▸ DOCUMENT TEXT
Stories and aspirations
  Eavesdropping on a soul

What do characters desire? What are their aspirations?

What is their telos?

Telos is a Greek word that Aristotle liked. It refers to an ultimate goal: a moral vision of some future state that lends coherence to one’s desires and commitments. It is the purpose for which we exist and the end we are seeking.

A telos embraces an intended conception of happiness. According to Aristotle, humans are seeking happiness, which is a telos that we desire for its own sake and not as means to some other good, such as honor or pleasure or wealth. It is for the sake of this that we do everything else. For Aristotle, morality is closely related to wisdom. Through wisdom, we understand what character traits (virtues) we need to practice and what choices we need to make if we are to move toward happiness.

We need to develop wisdom because we want lots of things, but not all of them help us toward our telos. Socrates described three sources of motivation:

appetite: the pursuit of pleasure
spirit: the pursuit of love and achievement, the craving for friendship and belonging, the impulse to play and win (ambition)
reason: the pursuit of understanding and wisdom, the desire to discover and to learn

One key to reaching our telos is to govern our spirit and our appetite with our reason.

Learning from stories

Much of great literature--stories that have continued to interest many readers over a long period of time--have remained interesting because they are stories about the schooling of desire. They explore how characters learned to better fulfill their telos or how they failed to do so (readers have learned from both the stories of success and of failure).

The reason people find stories so helpful in figuring out how to live their lives is because people are stories. The only way to know someone is to know their story. The only way to become the person we want to be is to make choices as events unfold.

Most of us are engaged in a lifelong project to bring our own telos into sharper focus and then to make better choices so we can become the sort of person we want to be. All of us have our moral agency schooled by our circumstances, relationships, attitudes, choices, and commitments. All cultures use stories to help people teach themselves what to make of their lives and how to go about it.

▸ WORK TO BE COMPLETED
According to the text on stories and aspirations, why do people find stories so helpful in figuring out how to live their lives?

Object position labeling entries:
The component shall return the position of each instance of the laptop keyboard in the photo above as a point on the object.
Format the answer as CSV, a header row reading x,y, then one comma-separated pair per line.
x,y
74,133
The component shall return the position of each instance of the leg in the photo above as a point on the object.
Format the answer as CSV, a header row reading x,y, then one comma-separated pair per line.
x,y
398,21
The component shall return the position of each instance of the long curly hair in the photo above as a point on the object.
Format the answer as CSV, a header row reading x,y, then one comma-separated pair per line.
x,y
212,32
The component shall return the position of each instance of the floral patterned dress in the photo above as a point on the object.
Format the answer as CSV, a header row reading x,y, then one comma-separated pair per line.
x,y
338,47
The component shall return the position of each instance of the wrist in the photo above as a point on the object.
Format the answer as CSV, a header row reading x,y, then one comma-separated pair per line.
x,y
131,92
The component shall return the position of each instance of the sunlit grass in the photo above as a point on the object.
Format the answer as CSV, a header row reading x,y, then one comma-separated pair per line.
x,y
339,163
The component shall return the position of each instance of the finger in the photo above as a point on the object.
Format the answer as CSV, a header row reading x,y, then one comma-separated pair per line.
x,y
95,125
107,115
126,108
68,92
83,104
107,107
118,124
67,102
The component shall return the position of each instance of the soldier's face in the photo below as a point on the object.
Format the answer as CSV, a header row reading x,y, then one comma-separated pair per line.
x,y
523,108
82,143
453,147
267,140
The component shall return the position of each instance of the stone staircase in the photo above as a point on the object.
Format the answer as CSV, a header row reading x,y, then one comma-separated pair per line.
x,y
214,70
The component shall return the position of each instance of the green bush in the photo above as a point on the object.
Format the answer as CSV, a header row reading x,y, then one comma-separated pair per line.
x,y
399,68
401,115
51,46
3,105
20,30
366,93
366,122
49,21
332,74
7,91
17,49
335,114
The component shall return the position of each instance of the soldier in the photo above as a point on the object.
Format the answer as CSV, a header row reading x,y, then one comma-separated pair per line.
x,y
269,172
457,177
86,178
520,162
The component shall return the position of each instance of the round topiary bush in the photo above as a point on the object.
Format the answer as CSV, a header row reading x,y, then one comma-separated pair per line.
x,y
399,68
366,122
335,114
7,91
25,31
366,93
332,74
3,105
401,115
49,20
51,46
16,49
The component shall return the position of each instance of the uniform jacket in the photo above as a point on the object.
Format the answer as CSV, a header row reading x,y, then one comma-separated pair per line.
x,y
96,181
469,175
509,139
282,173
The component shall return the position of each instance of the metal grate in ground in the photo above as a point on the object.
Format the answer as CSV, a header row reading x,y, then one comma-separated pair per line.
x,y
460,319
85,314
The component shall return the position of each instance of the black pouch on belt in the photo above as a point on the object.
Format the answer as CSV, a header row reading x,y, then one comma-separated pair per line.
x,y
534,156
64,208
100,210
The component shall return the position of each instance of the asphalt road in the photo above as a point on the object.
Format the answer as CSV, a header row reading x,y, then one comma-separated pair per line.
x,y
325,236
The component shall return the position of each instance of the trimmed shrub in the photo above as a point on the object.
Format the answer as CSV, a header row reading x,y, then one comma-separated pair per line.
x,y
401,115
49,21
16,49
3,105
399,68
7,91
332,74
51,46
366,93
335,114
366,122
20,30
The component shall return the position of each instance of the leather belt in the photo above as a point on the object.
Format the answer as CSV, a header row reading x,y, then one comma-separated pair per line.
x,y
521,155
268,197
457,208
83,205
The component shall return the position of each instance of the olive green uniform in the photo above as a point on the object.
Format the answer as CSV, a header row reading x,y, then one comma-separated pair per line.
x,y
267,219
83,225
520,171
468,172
--
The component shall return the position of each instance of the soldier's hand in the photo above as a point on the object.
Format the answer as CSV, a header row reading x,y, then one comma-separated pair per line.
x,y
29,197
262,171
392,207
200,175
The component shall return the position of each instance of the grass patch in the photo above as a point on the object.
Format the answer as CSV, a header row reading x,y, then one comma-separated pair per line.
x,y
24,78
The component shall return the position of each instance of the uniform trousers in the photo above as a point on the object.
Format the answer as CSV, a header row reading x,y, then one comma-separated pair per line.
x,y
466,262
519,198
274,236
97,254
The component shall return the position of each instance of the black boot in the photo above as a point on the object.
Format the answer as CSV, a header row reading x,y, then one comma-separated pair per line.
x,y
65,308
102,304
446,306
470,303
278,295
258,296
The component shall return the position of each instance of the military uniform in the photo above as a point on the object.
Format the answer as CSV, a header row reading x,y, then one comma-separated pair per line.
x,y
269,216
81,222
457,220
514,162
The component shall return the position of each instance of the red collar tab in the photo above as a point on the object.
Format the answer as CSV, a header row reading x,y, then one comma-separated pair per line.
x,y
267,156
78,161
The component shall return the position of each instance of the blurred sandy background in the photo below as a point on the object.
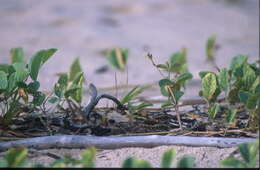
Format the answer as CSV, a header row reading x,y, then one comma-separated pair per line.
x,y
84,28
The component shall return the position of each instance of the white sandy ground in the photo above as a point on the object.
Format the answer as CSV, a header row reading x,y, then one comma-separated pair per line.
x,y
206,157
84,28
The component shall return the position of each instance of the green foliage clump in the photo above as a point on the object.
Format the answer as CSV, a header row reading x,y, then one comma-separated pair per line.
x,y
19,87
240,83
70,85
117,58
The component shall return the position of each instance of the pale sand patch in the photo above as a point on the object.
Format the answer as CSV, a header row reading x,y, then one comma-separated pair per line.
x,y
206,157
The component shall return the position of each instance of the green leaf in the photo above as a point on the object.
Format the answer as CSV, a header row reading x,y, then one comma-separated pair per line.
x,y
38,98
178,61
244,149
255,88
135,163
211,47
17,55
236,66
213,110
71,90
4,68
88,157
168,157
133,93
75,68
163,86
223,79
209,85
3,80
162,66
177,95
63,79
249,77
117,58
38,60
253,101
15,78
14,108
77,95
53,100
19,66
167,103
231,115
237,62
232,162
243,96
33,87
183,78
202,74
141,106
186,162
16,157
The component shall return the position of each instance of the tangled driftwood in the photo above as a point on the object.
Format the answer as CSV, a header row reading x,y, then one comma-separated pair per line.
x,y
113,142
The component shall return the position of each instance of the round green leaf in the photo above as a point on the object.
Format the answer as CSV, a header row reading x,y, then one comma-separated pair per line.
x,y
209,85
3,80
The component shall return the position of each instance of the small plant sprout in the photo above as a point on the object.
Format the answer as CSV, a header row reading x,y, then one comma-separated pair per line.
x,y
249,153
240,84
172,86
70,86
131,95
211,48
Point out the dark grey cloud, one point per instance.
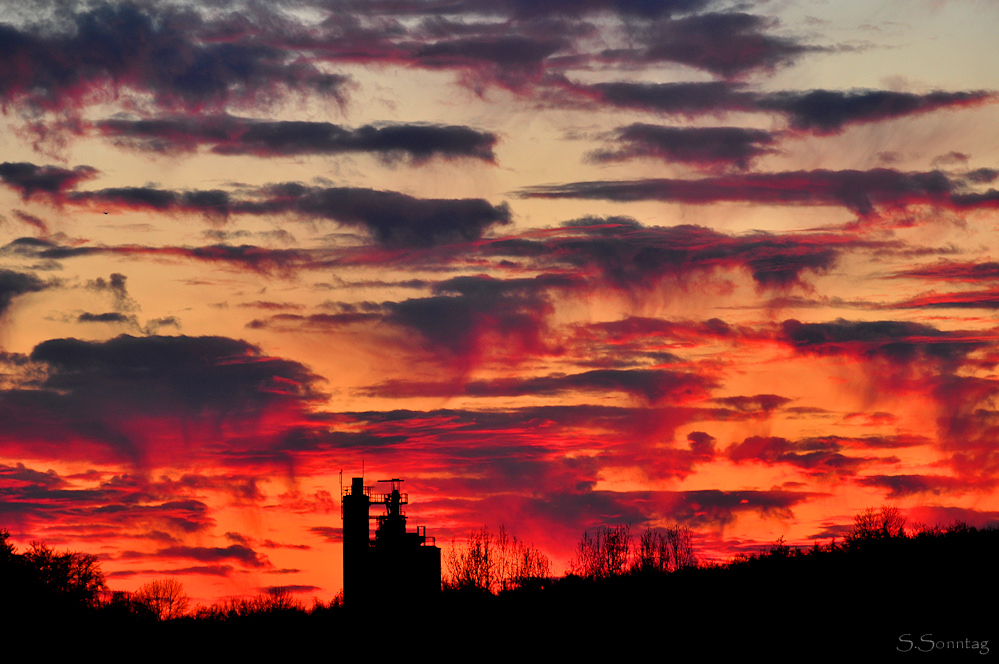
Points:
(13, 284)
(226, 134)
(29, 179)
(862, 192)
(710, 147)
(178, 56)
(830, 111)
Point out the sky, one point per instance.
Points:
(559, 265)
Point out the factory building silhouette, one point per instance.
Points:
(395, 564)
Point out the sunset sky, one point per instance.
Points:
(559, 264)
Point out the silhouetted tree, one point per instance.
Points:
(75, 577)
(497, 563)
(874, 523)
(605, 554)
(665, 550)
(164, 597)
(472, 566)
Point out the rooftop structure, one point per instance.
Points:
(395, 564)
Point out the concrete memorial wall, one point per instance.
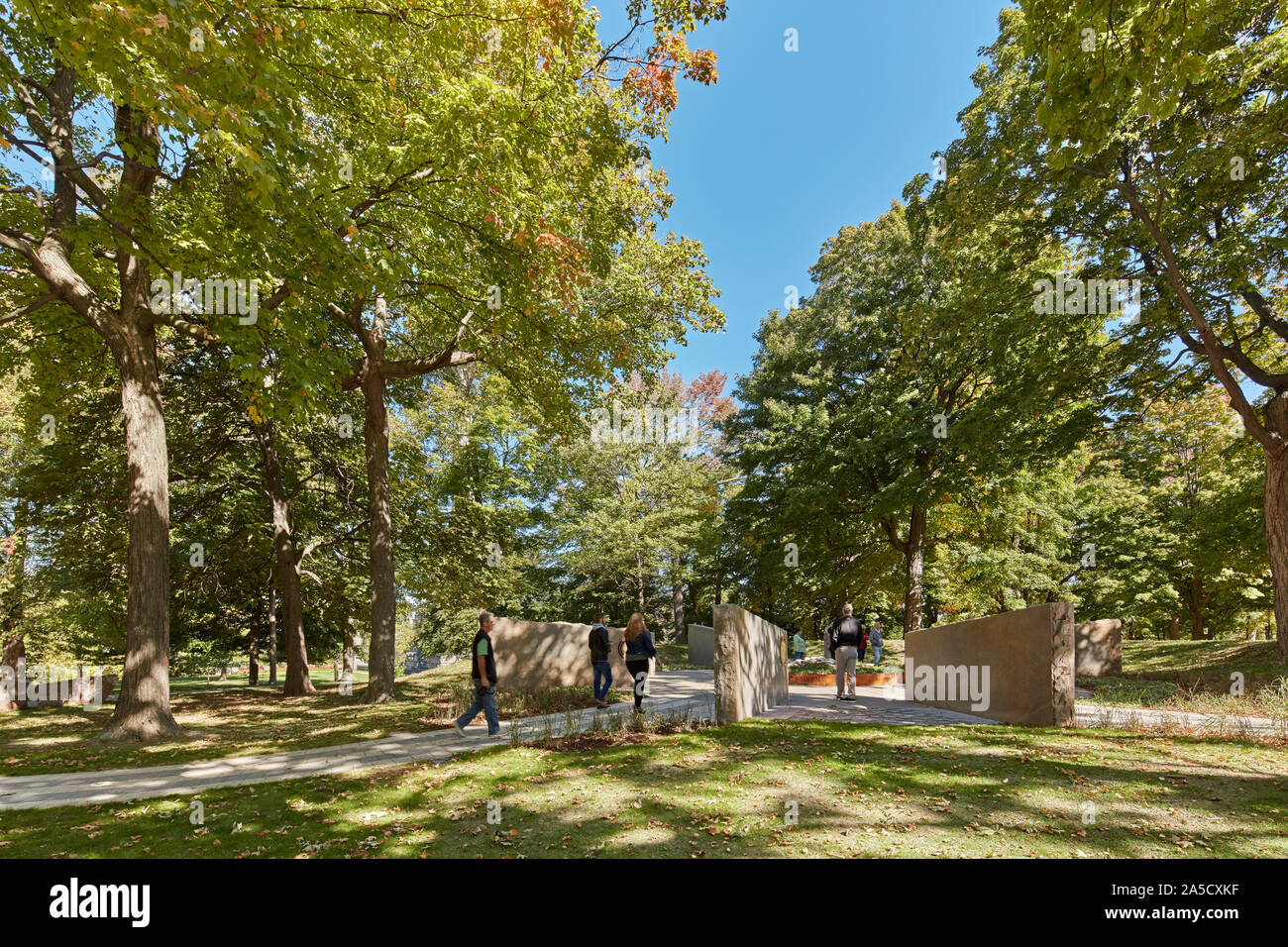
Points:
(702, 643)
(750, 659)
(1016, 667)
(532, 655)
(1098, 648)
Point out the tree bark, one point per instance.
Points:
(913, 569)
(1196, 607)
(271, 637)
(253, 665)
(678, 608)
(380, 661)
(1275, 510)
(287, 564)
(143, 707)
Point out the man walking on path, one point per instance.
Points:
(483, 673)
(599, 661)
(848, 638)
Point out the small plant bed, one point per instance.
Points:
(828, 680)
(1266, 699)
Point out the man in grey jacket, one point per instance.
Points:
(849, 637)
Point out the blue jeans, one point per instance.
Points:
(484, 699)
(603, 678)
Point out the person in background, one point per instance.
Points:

▸ ANSWER TO THE EXERCISE
People find stories helpful because people are stories. The only way to know someone is to know their story, and the only way to become the person we want to be is to make choices as events unfold.